▶ [Aim of the exercise]: Arrange the lines below as a two-column CSV with the columns input and output, one row for each thing asked: the full text asking it under input and its answer under output. Put each value in one quoted field and replace any line breaks inside it with spaces.
----
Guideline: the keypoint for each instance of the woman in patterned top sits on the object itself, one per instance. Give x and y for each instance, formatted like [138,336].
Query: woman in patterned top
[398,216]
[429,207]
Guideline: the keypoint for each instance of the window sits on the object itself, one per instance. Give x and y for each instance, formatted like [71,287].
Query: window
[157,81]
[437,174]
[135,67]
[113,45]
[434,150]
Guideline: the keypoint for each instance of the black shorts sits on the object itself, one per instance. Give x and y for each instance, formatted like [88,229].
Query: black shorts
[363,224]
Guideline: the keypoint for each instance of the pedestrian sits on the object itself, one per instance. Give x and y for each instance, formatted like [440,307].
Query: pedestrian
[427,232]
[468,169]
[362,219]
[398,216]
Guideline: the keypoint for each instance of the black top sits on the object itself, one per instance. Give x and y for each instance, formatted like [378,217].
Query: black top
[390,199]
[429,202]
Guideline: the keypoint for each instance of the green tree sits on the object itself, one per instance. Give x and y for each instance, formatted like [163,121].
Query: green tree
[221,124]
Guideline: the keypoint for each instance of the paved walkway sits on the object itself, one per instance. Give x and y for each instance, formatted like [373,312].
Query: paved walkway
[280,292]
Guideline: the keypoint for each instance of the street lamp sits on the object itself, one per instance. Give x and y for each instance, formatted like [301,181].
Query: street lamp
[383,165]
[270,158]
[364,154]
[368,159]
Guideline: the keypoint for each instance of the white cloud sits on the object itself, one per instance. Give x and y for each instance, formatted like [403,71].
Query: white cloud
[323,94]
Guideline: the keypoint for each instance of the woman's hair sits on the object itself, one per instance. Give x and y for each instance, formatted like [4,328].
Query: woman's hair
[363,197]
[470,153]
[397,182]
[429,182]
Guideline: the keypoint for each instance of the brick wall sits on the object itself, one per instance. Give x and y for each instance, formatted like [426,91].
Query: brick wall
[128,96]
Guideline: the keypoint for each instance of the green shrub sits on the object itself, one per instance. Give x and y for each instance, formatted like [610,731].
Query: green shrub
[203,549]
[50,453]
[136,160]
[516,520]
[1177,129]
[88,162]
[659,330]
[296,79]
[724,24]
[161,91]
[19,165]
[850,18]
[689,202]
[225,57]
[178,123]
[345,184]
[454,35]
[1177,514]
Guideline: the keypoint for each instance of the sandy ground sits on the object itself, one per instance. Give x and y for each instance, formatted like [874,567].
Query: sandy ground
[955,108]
----
▶ [The answer]:
input,output
"Guideline: the keypoint for each instance of the woman in patterned top sits on the object itself, one per instance. Give x and y for each instance, formatted like [138,336]. Query: woman in patterned top","[398,216] [429,207]"
"Guideline: the keypoint for each instance of the window sits on the object itself, one per instance. Give x and y for each instance, formatted like [71,287]. Query: window","[157,81] [437,174] [135,67] [113,45] [434,150]"
"Guideline: the keypoint for each instance of the black shorts sits on the object itself, one per instance. Give x and y for each instance, formatted like [88,229]. Query: black shorts","[363,224]"
"Guideline: the keypoint for each instance of the pedestrian sits on the object itself, one per instance. Give x and y for each instance, formatted like [440,307]. Query: pedestrian","[427,232] [468,169] [362,219] [398,216]"
"Guideline: the keypoint for each instance of the black top sits on the object itself, one per instance. Give x and y for each instance, formatted like [378,217]. Query: black top","[390,199] [429,202]"
"Guideline: the keypoint for each instance of the green tree sits on the object itself, one per instance. Give x and y for each instance, formatted like [163,121]. Query: green tree","[221,124]"
"Guideline: the keypoint for each instance of the paved walkway sits on the object itself, one per instance. Give x and y for each instance, formatted like [373,312]. Query: paved walkway","[280,292]"
"Guideline: the keypoint for each instance of the street lamp sits on the object itself, one per instance. Give x and y for each instance, formatted like [301,181]. Query: street lamp","[383,165] [270,158] [364,154] [368,159]"
"Guideline: the keypoint for each instance of the white cloud sits on the object itself, one per instance. Give x and y for each instance, formatted like [403,71]. Query: white cloud","[323,94]"
"Guideline: the keypoint for each instance of the woman's hair sits on the object itself, one per instance. Give x and y for each instance, formatted like [4,328]. Query: woman's hair","[363,197] [470,153] [397,182] [429,182]"
"Guideline: the keypoint for each instance of the brick wall sits on the object itself, one per instance. Give x and y for each instance, formatted like [426,91]. Query: brick wall","[128,96]"
"Guideline: the keypoint for each instance of the green shrub sits on the object itself, one per instance. Give x and y for each instance, formatted like [610,731]. Query: green shrub","[203,549] [50,453] [136,160] [516,520] [1177,129] [88,162] [659,330] [296,79] [724,24] [161,91] [19,165] [850,18] [689,202] [225,57] [178,123] [345,184] [454,35] [1177,514]"
"Guideline: the keypoint for each instance of the sandy ground sits on the object itself, one per instance. Give x and y for each instance, formatted like [874,567]. Query: sandy ground","[955,108]"